Texto da página:
________

Desfile da Imperadores do Samba
Na sequência, foi vez de uma das gigantes da zona sul de Porto Alegre abrir os trabalhos na pista. Quando foi anunciada a chegada da Imperadores do Samba, diversas pessoas se aglomeraram ao redor da passarela para ver a escola cantar o samba "Imperadores do Samba 60 anos, o Eterno Brilho de Um Diamante Negro".
Com um tripé e dois carros alegóricos, foi contado o aniversário de 60 anos da agremiação. O resgate desta história começou na busca pela ancestralidade e nobreza africana que, segundo o diretor de harmonia geral da escola, Cristiano Oliveira, atravessou gerações e, hoje, se manifesta em cada componente que desfilava.
— Demos um passeio pela historiografia falando de nossas origens cravadas na África, já que nossa escola é oriunda do Areal da Baronesa, bairro com forte presença da população negra e chegamos até os dias de hoje com a influência também da cultura gaudéria — relata Oliveira.
Fortemente emocionado, o diretor de harmonia geral interrompeu a entrevista. Ele desfila na Imperadores do Samba desde 1991:
— É muita emoção, porque, agora, ficou no Carnaval quem é apaixonado por essa festa. E colocar essa escola na avenida no ano do seu aniversário é muito gratificante. Eu tenho a Imperadores na veia.

________

Material fornecido:
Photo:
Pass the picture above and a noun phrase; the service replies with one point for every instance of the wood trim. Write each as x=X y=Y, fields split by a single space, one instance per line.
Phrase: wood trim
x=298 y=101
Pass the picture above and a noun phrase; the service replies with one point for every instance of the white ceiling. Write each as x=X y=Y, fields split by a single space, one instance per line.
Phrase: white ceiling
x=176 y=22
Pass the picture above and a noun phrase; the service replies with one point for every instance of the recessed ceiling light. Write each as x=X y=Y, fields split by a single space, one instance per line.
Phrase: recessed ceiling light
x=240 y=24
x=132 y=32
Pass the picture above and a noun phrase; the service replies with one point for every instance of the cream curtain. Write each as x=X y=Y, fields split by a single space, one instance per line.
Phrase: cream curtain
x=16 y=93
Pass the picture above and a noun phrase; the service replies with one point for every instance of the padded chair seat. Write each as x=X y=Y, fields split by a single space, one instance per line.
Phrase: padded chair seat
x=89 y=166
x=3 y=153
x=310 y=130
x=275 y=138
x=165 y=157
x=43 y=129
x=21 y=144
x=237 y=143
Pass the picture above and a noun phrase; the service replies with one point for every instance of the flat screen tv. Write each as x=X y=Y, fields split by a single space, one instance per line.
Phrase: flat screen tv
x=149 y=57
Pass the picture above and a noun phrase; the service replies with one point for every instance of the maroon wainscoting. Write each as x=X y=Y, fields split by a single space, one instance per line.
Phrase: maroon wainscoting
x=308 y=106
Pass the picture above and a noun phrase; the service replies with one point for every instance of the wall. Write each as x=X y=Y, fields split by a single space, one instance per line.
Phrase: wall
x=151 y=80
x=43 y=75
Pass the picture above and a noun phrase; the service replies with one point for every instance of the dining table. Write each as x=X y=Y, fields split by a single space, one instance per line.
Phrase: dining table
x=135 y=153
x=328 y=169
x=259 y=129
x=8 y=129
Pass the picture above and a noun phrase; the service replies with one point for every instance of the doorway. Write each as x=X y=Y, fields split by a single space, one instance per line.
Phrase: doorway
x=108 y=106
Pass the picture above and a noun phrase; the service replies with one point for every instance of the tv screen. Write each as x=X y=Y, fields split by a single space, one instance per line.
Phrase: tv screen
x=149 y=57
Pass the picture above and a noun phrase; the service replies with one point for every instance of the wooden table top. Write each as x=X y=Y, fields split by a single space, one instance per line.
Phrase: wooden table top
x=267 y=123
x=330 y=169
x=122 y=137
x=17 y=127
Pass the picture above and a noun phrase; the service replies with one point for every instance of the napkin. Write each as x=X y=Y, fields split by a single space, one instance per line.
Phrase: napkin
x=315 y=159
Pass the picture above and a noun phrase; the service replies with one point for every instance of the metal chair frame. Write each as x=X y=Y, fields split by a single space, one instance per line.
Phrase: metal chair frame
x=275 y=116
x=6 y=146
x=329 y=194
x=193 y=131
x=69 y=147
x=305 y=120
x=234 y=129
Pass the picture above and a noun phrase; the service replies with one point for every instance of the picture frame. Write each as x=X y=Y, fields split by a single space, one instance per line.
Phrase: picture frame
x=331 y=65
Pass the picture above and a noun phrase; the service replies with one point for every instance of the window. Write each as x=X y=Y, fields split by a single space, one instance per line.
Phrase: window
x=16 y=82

________

Tarefas solicitadas:
1. Segundo o texto sobre o desfile da Imperadores do Samba, desde que ano Cristiano Oliveira desfila na escola?
2. Por favor, dê continuidade ao texto sobre o desfile da Imperadores do Samba a partir do ponto em que ele termina.

Respostas dadas:
1. Desde 1991.

2.
E a plateia que aplaudia com vigor e entusiasmo cada componente da Imperadores segurou à capela, por duas vezes, o samba. A aposentada Eclair Barbosa, 74 anos, entusiasta da agremiação há mais de 30 anos, eguiu o coração na hora de apontar a possível campeã do Carnaval de Porto Alegre.
— Tenho certeza de que vamos ganhar, foi um ano de muito sacrifício, mas fizemos um ótimo Carnaval para colocar na avenida. Eu tenho orgulho do resultado — afirma, sorridente.
Estado Maior da Restinga
Quando o sol já iluminava o céu da Capital, a Estado Maior da Restinga deu início ao seu desfile. Os tinguerreiros, como são conhecidos, cantaram os mais diversos tipos de realeza desde Maria I, rainha de Portugal, até Pelé, o rei do futebol. Porém, a verdadeira coroação era para a própria escola, destaca o presidente da agremiação, Robson Machado Dias, o Preto:
— Realizamos uma alusão a todos os reis e encerramos nossa participação com o nosso maior símbolo, o nosso rei, o cisne altaneiro. Por isso, abrimos e finalizamos o desfile com ele.
Os imponentes cisnes foram acompanhados por uma terceira alegoria que remetia aos reis do xadrez. Preto afirma que, devido à falta de arquibancadas no Porto Seco, a parte superior do carro não pôde ser contemplada em sua plenitude pelos jurados e plateia. A força da comunidade, que marcou presença em peso, foi um dos motores da escola. Isabel Fabrício, 51 anos, moradora da zona sul de Porto Alegre, se deslocou até o Sambódromo para prestigiar a agremiação do coração.
— A Restinga é o berço do samba. Eles fizeram um belo espetáculo. Viemos para ganhar — afirmou ela, com confiança.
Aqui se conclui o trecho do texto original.